:: WHAT TO WORK ON ::
Task for the records below: copy exactly, and only, the line containing "Exercise. Mark the mossy" and every line after it to the end, with pictures left out.

[Collected data]
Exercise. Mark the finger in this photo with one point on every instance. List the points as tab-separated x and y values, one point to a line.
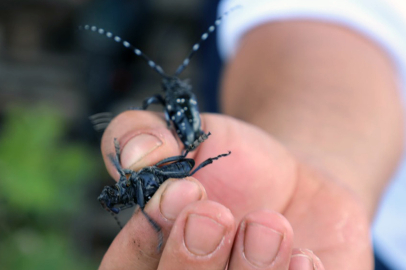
136	246
201	238
305	259
143	137
263	241
257	165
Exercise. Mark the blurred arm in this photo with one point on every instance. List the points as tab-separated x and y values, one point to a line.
325	92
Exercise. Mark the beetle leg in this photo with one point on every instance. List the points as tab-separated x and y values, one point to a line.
157	228
170	159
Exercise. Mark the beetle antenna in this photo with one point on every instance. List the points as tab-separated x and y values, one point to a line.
126	44
113	215
203	37
101	120
117	165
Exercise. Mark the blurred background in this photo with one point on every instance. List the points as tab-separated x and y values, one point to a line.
52	78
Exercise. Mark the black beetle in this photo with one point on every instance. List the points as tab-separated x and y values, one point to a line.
179	102
137	188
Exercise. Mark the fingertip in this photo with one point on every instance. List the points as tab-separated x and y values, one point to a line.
264	240
305	259
143	140
202	236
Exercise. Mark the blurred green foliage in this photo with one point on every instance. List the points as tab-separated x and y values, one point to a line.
43	179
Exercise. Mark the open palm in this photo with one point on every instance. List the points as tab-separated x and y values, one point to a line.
259	174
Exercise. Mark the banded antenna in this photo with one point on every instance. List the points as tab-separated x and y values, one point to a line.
203	37
126	44
151	63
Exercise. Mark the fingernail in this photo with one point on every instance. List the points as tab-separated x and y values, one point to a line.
202	234
137	148
261	244
177	195
301	261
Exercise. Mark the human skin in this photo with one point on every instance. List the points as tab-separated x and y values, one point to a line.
320	133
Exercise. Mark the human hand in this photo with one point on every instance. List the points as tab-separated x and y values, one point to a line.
259	174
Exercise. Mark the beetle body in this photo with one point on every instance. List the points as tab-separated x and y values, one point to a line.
179	102
137	188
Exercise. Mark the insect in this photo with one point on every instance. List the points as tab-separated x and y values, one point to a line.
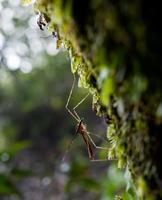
81	128
42	21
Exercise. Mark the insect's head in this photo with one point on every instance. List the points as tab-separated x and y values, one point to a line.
81	127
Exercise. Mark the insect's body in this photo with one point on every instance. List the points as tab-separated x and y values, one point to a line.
82	130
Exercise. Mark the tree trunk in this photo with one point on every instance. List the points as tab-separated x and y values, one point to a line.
115	48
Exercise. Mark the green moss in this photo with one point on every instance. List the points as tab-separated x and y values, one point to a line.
118	39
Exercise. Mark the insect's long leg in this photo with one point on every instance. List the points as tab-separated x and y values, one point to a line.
68	147
79	104
97	147
76	117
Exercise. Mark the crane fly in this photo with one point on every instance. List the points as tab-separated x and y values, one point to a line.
81	128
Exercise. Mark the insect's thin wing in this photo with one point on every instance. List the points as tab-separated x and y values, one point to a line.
89	146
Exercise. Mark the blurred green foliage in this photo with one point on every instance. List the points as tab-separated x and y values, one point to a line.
115	48
34	125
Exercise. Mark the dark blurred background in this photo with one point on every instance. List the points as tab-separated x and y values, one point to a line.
35	128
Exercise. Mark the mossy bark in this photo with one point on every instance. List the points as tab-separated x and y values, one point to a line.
115	48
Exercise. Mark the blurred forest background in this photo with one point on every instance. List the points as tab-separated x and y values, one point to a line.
35	128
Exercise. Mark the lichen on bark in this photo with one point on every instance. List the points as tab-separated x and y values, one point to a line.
115	49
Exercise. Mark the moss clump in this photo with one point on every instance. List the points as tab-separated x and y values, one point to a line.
115	49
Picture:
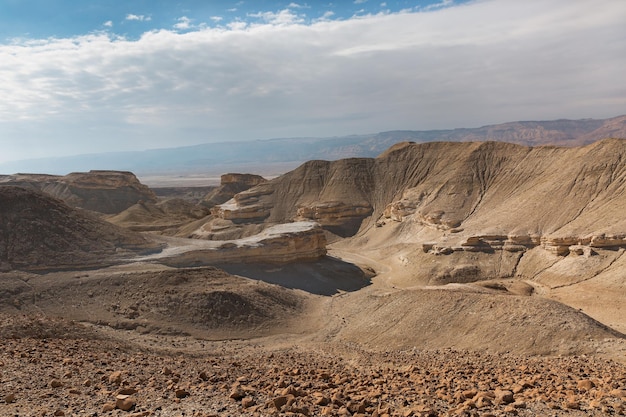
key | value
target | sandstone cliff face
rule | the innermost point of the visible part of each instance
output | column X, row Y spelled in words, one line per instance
column 481, row 196
column 38, row 232
column 283, row 243
column 231, row 184
column 106, row 192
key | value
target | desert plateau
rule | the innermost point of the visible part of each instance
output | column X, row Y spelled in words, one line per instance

:: REPLY TO THE TASK ::
Exercise. Mark the mossy bark in this photo with one point on every instance. List the points as tab-separated x and y values, one point to a line.
115	48
Exercise. Mark the blurred forest background in this photo with one point on every instance. List the points as tab-separated x and y values, one point to a line.
35	128
Exercise. Mark the lichen on bark in this photo with one point on every instance. List the points as tab-separated x and y values, one point to a line.
115	49
Exercise. Mark the moss clump in this photo with one point on every instance. List the points as tab-separated x and y values, one point to a line.
115	49
Picture:
key | value
target | sandstone cliff face
rule | the innermost point of the visible part of each instance
output | column X, row Y spelled in words, one line per instance
column 481, row 196
column 38, row 232
column 283, row 243
column 231, row 184
column 106, row 192
key | value
target | desert plateau
rule | the innermost point of the visible part of each instance
output | column X, row Y spelled in words, one line per instance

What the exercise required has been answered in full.